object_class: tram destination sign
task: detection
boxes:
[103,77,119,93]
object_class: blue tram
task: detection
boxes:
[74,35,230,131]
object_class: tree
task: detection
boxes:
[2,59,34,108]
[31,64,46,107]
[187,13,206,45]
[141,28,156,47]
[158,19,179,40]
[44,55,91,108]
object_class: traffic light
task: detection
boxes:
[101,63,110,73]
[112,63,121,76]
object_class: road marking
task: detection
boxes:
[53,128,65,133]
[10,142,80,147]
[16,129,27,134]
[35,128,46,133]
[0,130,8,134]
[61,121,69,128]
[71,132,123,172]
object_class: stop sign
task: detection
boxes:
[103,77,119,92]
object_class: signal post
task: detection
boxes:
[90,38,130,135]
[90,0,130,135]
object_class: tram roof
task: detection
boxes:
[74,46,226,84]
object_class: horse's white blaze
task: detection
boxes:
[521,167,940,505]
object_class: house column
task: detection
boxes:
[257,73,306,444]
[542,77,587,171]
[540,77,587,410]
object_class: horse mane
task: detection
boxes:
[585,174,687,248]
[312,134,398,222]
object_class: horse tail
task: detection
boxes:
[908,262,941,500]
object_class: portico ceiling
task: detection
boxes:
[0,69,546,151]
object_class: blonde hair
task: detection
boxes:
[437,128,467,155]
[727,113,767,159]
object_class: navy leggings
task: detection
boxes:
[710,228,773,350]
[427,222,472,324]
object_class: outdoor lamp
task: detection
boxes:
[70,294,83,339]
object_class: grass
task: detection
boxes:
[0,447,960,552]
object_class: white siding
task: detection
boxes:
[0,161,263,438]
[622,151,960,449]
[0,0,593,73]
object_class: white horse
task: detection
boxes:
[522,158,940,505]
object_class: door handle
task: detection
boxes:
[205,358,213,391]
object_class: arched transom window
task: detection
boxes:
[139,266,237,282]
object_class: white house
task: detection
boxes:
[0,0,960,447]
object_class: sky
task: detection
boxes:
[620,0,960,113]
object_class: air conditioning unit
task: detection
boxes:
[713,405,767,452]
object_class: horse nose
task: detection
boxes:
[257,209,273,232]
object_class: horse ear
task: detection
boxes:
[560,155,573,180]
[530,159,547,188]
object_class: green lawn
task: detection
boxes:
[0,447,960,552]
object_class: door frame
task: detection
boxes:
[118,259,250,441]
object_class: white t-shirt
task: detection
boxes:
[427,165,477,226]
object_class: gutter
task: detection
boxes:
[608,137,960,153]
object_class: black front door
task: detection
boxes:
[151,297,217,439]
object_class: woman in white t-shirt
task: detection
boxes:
********************
**Exercise directions**
Copy every line of the records above, unchanged and in the same order.

**The reply**
object_class: tram destination sign
task: detection
boxes:
[103,77,119,93]
object_class: blue tram
task: detection
boxes:
[74,35,230,131]
object_class: tree
task: detection
boxes:
[2,59,34,108]
[31,64,46,107]
[187,13,206,45]
[141,28,156,47]
[158,19,179,40]
[44,55,91,108]
object_class: traffic light
task: detection
boxes:
[101,63,110,73]
[112,63,121,76]
object_class: road marking
task: detection
boxes:
[53,128,65,133]
[10,142,80,147]
[16,129,27,134]
[35,128,46,133]
[0,130,8,134]
[61,121,69,128]
[71,132,123,172]
object_class: stop sign
task: detection
boxes:
[103,77,119,92]
object_class: signal post
task: detection
boxes:
[90,38,130,135]
[90,0,130,135]
object_class: tram roof
task: detection
boxes:
[74,46,226,84]
object_class: horse's white blaze
task: detection
boxes:
[521,167,940,505]
object_class: house column
task: detection
boxes:
[257,73,306,444]
[542,77,587,171]
[540,77,587,410]
object_class: horse mane
task: detection
boxes:
[585,174,687,248]
[312,134,398,222]
object_class: horse tail
task: detection
boxes:
[908,262,941,500]
object_class: portico ceiling
task: detection
boxes:
[0,69,546,151]
object_class: blonde hair
task: detection
boxes:
[437,128,467,155]
[727,113,767,159]
object_class: navy leggings
task: detection
boxes:
[710,228,773,350]
[427,222,472,324]
object_class: outdoor lamp
task: detection
boxes:
[70,294,83,339]
object_class: grass
task: detection
boxes:
[0,447,960,552]
object_class: white siding
task: detection
boxes:
[0,161,263,438]
[622,151,960,449]
[0,0,593,73]
object_class: white horse
task: detection
boxes:
[522,158,940,505]
object_class: door handle
task: detection
boxes:
[205,358,213,391]
object_class: arched transom window
task: detection
boxes:
[139,266,237,282]
object_class: white house
task: detection
boxes:
[0,0,960,447]
object_class: sky
task: detection
boxes:
[620,0,960,113]
object_class: air conditioning unit
task: detection
boxes:
[713,405,767,452]
object_class: horse nose
task: detection
boxes:
[257,209,273,232]
object_class: horse ear
task: detection
boxes:
[560,155,573,180]
[530,159,547,188]
object_class: green lawn
task: detection
boxes:
[0,447,960,552]
object_class: door frame
task: detection
boxes:
[118,259,250,441]
object_class: white t-shirt
task: detection
boxes:
[427,165,477,226]
object_class: gutter
task: detection
boxes:
[608,137,960,153]
object_class: black front door
task: detection
boxes:
[151,297,217,439]
object_class: woman in white t-shirt
task: detection
boxes:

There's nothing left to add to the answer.